THE RECORDS:
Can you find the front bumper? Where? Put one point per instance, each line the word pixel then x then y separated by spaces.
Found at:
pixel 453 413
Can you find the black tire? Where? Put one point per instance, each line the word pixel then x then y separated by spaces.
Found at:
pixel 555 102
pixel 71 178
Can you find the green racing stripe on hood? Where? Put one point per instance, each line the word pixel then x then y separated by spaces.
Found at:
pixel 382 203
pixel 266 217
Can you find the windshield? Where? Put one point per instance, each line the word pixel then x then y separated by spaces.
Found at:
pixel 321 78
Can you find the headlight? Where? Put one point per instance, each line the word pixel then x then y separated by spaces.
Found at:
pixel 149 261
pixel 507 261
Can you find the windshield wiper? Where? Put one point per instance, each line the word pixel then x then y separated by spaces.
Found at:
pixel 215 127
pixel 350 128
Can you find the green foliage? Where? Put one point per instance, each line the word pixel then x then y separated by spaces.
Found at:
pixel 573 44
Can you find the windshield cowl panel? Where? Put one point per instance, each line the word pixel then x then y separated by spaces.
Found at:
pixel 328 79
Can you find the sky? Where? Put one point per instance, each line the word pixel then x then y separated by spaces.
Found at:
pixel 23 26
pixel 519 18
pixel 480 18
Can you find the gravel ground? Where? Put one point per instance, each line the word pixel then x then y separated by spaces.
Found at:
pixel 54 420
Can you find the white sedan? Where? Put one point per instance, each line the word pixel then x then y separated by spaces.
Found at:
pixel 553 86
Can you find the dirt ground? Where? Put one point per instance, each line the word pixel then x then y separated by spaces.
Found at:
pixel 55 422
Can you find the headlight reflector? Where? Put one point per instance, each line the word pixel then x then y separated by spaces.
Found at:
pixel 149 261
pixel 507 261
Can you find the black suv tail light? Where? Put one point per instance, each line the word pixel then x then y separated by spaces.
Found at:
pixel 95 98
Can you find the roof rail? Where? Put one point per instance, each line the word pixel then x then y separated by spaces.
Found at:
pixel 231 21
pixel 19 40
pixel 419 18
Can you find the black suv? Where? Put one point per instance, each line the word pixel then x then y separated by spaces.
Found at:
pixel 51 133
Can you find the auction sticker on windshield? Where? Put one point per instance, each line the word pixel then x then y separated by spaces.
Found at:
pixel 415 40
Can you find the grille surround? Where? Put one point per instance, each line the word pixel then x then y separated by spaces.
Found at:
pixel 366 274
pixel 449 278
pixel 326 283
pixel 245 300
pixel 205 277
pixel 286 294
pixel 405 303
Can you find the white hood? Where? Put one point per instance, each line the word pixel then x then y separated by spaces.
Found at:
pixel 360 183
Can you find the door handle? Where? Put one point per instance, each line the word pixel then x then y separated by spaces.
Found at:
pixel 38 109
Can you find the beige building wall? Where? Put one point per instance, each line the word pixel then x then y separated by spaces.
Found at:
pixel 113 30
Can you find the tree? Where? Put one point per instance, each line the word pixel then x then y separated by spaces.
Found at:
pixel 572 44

TASK PROMPT:
Lay out every line of the listing above as a numbered list, skipping any blank lines.

RESULT:
1. Can you find the front bumper? Where? Put one point per instance, each line the word pixel then x then y separated by spaces.
2. Found at:
3. pixel 453 413
4. Can you find the black tire? Where? Put one point per instance, each line the word pixel then x then y separated by spaces.
5. Found at:
6. pixel 555 102
7. pixel 71 178
8. Can you find the green racing stripe on hood? Where? Put one point per instance, each line the word pixel then x then y separated by spaces.
9. Found at:
10. pixel 382 203
11. pixel 266 217
12. Can you find the windshield? Where? Put one point per instance, each line the word pixel then x then y separated by spaces.
13. Found at:
14. pixel 321 78
15. Can you find the headlight? Where? Put one point per instance, each line the word pixel then x then y separated by spaces.
16. Found at:
17. pixel 149 261
18. pixel 507 261
19. Can you find the windshield wiper? Where? Put one point per instance, each line the word pixel then x then y separated by spaces.
20. Found at:
21. pixel 215 127
22. pixel 350 128
23. Can you find the green foliage? Where? Put one point per instance, each line the word pixel then x then y separated by spaces.
24. Found at:
25. pixel 573 44
26. Can you find the windshield cowl panel? Where? Put one point per instance, each line the word pixel then x then y separated by spaces.
27. Found at:
28. pixel 328 79
29. Can you find the sky? Where? Put one point per instance, each line the word pixel then x then y separated by spaces.
30. Found at:
31. pixel 23 26
32. pixel 519 18
33. pixel 480 18
34. Can you find the gravel ground? Where? Put one point per instance, each line the word pixel then x then y separated by spaces.
35. Found at:
36. pixel 54 420
37. Can you find the white sedan? Where? Put one point per instance, each line the word pixel then x then y separated by spaces.
38. Found at:
39. pixel 553 86
40. Can you find the dirt ground? Where? Put one point per instance, each line the word pixel then x then y separated by spaces.
41. Found at:
42. pixel 55 422
43. Can you find the headlight reflector? Where? Put one point per instance, each line the word pixel then x then y separated by spaces.
44. Found at:
45. pixel 149 261
46. pixel 507 261
47. Can you find the black suv tail light? Where? Put one point per instance, each line the word pixel then x then y separated by spaces.
48. Found at:
49. pixel 95 98
50. Can you find the roof rail? Where? Put one point per instance, each line the word pixel then x then y separated by spaces.
51. Found at:
52. pixel 231 21
53. pixel 19 40
54. pixel 419 18
55. Can you find the black suv? Where? Put one point per instance, each line the word pixel then x then y separated by spaces.
56. Found at:
57. pixel 51 133
58. Can you find the auction sticker on windshield? Where? Put one point per instance, each line the word pixel then x then y separated by spaces.
59. Found at:
60. pixel 415 40
61. Can you find the grille surround? Where? Put one point per instance, each line the word pixel then x then y separated by spaces.
62. Found at:
63. pixel 366 274
64. pixel 449 278
65. pixel 326 283
66. pixel 245 300
67. pixel 205 277
68. pixel 286 294
69. pixel 405 303
70. Can you find the white hood? Where? Put one point per instance, each line the word pixel then x then y separated by spaces.
71. Found at:
72. pixel 360 183
73. Can you find the door handle? Where? Put one point per instance, each line the word pixel then x then y separated by spaces.
74. Found at:
75. pixel 38 109
76. Can you find the beige building wall? Where? Put one point per instance, each line the word pixel then x then y separated by spaces.
77. Found at:
78. pixel 113 30
79. Can you find the tree? Where? Put one point per instance, each line the word pixel then x then y separated by spaces.
80. Found at:
81. pixel 572 44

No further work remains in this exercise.